◆ WRITTEN INSTRUCTION
Edit the records so that "setting one point on each instance" becomes "placing a single point on every instance" wherever it appears, and leave every other line unchanged.

---------- DATA ROWS ----------

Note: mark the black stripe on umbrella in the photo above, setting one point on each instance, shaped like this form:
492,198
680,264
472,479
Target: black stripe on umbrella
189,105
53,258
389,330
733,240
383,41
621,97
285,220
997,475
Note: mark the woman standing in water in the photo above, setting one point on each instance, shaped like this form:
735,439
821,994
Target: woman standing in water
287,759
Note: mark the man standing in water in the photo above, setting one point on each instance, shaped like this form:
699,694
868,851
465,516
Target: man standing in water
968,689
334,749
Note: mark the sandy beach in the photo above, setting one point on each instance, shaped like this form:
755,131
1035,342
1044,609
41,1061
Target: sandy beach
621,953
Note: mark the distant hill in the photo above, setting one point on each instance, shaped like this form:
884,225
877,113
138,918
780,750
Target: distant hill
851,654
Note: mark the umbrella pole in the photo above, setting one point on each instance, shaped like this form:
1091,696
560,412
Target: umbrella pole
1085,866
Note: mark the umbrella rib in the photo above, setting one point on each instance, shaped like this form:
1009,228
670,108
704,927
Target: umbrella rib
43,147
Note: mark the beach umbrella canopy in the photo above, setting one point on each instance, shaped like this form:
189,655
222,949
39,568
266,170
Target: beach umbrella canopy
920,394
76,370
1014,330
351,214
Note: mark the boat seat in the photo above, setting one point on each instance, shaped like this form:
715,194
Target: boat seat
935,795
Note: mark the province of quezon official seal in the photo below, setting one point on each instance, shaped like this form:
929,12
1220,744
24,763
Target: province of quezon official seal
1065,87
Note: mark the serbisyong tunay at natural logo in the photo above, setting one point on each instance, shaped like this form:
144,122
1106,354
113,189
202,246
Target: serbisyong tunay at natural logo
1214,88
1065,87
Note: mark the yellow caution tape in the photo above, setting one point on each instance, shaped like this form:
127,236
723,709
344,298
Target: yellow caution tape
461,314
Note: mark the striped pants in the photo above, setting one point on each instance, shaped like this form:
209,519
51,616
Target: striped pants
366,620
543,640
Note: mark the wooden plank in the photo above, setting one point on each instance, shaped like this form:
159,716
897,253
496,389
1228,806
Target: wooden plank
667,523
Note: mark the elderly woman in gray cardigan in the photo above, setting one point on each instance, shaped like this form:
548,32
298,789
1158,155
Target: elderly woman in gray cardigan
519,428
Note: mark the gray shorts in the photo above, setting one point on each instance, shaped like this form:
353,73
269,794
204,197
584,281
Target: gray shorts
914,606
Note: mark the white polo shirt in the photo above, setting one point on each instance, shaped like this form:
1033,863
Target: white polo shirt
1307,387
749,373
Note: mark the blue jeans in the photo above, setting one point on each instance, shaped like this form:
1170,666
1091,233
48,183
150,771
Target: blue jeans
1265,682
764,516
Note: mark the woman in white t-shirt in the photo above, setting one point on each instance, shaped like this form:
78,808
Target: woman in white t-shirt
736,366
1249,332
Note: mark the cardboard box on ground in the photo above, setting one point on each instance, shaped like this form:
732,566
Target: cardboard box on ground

----------

◆ SOLUTION TO THIS TASK
Note: mark the black stripe on umbrella in the photo above, placing a single point on every instance, shaped like this form:
492,198
680,264
472,479
Target: black stripe on umbrella
189,105
53,258
389,330
733,240
383,41
621,97
285,220
997,475
Note: mark the woman standing in water in the photo above, placing a single point on every instance, shaped like this form:
735,439
821,994
Target: woman standing in water
287,759
Note: mark the man standing in water in the photo above, placing a single point on every instance, shaped like this form:
699,694
868,851
465,516
Target: man standing in water
968,689
334,749
Note: mark the sandy beach in the photo above, placing a single point on every instance, shaped like this form:
755,131
1035,342
1044,609
41,1061
Target: sandy beach
621,953
Note: mark the distant hill in the photo above, placing a single point on every instance, shaped like this form:
884,225
877,113
138,918
780,750
Target: distant hill
851,654
Note: mark the umbrella pole in the photo above, placing a single point on every instance, shaped like this form:
1091,696
560,412
Target: umbrella pole
1085,866
Note: mark the umbrella rib in the photo above, placing a single point on every instance, shaped like this form:
1009,228
670,108
704,927
Target: umbrella rib
43,147
Note: mark the beach umbrella canopy in the photo above, placing a single point on every instance, shaped like this form:
189,655
222,949
39,568
266,170
Target: beach umbrella canopy
920,394
76,370
1014,330
351,214
Note: mark the boat seat in the photo above, placing a single point on every instance, shaped like this form:
715,194
Target: boat seat
935,795
Note: mark the province of quezon official seal in the photo below, placing a single point on every instance, shaped like this form:
929,12
1220,744
24,763
Target: province of quezon official seal
1065,87
Note: mark the serbisyong tunay at natural logo in the photo above, placing a single point on every instance, shaped like this form:
144,122
1106,354
113,189
202,246
Target: serbisyong tunay at natural logo
1214,88
1065,87
Note: mark the yellow caution tape in the photo above, placing a single point on every instance, shaped like this form:
127,236
723,709
344,298
Target: yellow caution tape
461,314
Note: mark the striped pants in the photo above, placing a single point on every instance, shaped like this form:
209,519
51,616
Target: striped pants
366,620
543,640
Note: mark the wooden plank in the photo above, placing a single point on every instance, shaped like this form:
159,716
897,253
496,389
1228,806
Target: wooden plank
667,523
Note: mark the elderly woman in gray cardigan in the photo above, placing a single point on every instance, shaped like this form:
548,32
298,789
1158,155
Target: elderly woman in gray cardigan
519,428
Note: mark the gray shorts in the photo above, placing a single point on every instance, shaped like this form:
353,73
269,794
204,197
584,281
Target: gray shorts
914,606
Note: mark the white polo shirt in the photo above, placing a single point on every instance, shaped like this form:
1033,863
Target: white polo shirt
1307,387
749,373
Note: mark the blue jeans in the photo above, placing a single point on every instance, shaped like this form:
1170,666
1091,233
48,183
150,771
Target: blue jeans
1265,682
764,516
Note: mark the woman in white t-shirt in the photo above, placing a single point on every instance, shaped like this form:
78,808
Target: woman in white t-shirt
736,366
1249,332
Note: mark the cardboard box on ground in the photo above, placing a single point on every instance, shaped like this form:
732,566
Target: cardboard box on ground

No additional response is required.